Dataset items:
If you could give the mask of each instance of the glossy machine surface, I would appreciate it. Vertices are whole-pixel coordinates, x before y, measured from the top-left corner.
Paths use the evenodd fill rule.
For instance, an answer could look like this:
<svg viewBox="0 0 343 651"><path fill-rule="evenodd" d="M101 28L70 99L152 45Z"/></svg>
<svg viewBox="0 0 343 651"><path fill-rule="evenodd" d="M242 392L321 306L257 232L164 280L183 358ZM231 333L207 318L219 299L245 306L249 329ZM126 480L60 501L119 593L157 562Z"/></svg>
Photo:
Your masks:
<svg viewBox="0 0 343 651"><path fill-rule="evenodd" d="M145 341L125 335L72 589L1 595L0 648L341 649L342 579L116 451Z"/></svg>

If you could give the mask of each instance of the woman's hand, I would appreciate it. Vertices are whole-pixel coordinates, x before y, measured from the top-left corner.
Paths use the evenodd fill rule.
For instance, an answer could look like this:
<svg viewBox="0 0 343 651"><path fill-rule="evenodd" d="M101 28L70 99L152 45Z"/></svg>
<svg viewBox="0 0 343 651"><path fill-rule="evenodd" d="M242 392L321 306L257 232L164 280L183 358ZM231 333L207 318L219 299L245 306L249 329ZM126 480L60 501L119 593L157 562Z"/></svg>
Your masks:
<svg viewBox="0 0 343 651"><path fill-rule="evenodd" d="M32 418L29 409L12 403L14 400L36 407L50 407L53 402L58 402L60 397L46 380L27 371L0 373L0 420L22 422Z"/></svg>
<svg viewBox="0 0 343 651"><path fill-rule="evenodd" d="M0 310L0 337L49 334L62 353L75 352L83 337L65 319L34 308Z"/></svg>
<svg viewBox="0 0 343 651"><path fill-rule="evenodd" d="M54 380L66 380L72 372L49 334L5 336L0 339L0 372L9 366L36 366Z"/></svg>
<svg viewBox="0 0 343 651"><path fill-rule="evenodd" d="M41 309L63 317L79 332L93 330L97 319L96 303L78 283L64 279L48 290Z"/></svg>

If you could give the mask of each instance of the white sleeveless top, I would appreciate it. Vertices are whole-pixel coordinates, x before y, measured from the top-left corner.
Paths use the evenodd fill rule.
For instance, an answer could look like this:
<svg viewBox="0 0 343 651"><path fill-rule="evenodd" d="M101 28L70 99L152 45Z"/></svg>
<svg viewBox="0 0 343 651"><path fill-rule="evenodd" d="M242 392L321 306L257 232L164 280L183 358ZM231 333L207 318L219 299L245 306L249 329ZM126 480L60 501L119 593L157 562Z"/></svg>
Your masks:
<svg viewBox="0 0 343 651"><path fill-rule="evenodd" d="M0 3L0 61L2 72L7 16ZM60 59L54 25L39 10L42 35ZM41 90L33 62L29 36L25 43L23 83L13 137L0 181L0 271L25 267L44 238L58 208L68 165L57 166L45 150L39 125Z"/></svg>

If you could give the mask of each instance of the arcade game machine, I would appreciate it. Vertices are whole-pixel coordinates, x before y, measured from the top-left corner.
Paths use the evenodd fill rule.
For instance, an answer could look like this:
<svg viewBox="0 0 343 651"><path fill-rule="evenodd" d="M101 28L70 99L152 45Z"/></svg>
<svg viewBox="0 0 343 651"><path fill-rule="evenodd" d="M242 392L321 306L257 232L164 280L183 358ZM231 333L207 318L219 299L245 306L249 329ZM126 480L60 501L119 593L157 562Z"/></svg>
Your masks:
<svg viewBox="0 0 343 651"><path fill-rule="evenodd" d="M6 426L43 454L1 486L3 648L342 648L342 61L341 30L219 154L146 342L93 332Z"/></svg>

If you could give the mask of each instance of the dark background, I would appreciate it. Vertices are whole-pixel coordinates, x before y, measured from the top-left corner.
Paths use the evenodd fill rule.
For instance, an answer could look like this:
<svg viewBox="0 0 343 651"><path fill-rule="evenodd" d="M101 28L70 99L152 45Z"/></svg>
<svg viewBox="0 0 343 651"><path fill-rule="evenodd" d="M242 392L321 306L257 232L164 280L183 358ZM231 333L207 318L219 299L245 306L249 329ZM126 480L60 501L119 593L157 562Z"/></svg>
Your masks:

What is needed: Can you express the lines of the rows, from the line containing "of the dark" through the last line of the rows, as a Markdown table with a "No." column numbering each line and a "Line" column holding its text, leaving out blank lines?

Correct output:
| No. | Line |
|---|---|
| 1 | If you could give the mask of each instance of the dark background, I would appreciate it. Vertices are whole-pixel coordinates, x before y, measured from the top-left corner. |
| 2 | Paths use the evenodd fill rule. |
| 3 | For instance, an answer could look like this: |
| 4 | <svg viewBox="0 0 343 651"><path fill-rule="evenodd" d="M101 28L70 99L152 45Z"/></svg> |
| 5 | <svg viewBox="0 0 343 651"><path fill-rule="evenodd" d="M242 392L321 306L257 232L164 280L183 358ZM231 333L207 318L219 299L245 306L249 329ZM126 480L60 501L119 593L157 562Z"/></svg> |
| 6 | Your masks: |